文章
____

Collections 工具類
Collections 工具類中有自帶的sort()排序方法,比較好奇是怎麼實現的,然後查看源碼,發現不得不歎服這個方法,用盡了各種優化,使得能夠自適應不同的特殊序列的排序,最好的情況時間複雜度O(n),最壞O(nlogn),目前最優的排序算法,而且還是穩定排序
用到了Array類中的sort方法
public static <T> void sort(T[] a, Comparator<? super T> c) {
if (c == null) {
sort(a);
} else {
//當
if (LegacyMergeSort.userRequested)
legacyMergeSort(a, c);
else
TimSort.sort(a, 0, a.length, c, null, 0, 0);
}
}
當使用setProperty()方法設置LegacyMergeSort.userRequested爲true時纔會使用legacyMergeSort()傳統的合併排序(該方法在以後版本會被棄用)
因此我們着重來看下TimSort裏的排序方法
static <T> void sort(T[] a, int lo, int hi, Comparator<? super T> c,
T[] work, int workBase, int workLen) {
assert c != null && a != null && lo >= 0 && lo <= hi && hi <= a.length;
int nRemaining = hi - lo;
if (nRemaining < 2)
return; // Arrays of size 0 and 1 are always sorted
// If array is small, do a "mini-TimSort" with no merges
//當數組大小小於32時,使用後以下方法(優化的二分插入排序)
if (nRemaining < MIN_MERGE) {
int initRunLen = countRunAndMakeAscending(a, lo, hi, c);
binarySort(a, lo, hi, lo + initRunLen, c);
return;
}
/**
* March over the array once, left to right, finding natural runs,
* extending short natural runs to minRun elements, and merging runs
* to maintain stack invariant.
*/
TimSort<T> ts = new TimSort<>(a, c, work, workBase, workLen);
int minRun = minRunLength(nRemaining);
do {
// Identify next run
int runLen = countRunAndMakeAscending(a, lo, hi, c);
// If run is short, extend to min(minRun, nRemaining)
if (runLen < minRun) {
int force = nRemaining <= minRun ? nRemaining : minRun;
binarySort(a, lo, lo + force, lo + runLen, c);
runLen = force;
}
// Push run onto pending-run stack, and maybe merge
ts.pushRun(lo, runLen);
ts.mergeCollapse();
// Advance to find next run
lo += runLen;
nRemaining -= runLen;
} while (nRemaining != 0);
// Merge all remaining runs to complete sort
assert lo == hi;
ts.mergeForceCollapse();
assert ts.stackSize == 1;
}
if (nRemaining < MIN_MERGE)

____

題目
根據文章,數組大小小於多少時會改用優化的二分插入排序? 接下來的各行是另一份獨立的資料,與上面的文章無關。

資料內容
____

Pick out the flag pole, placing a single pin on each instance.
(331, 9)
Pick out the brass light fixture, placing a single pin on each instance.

____

答案
小於32時。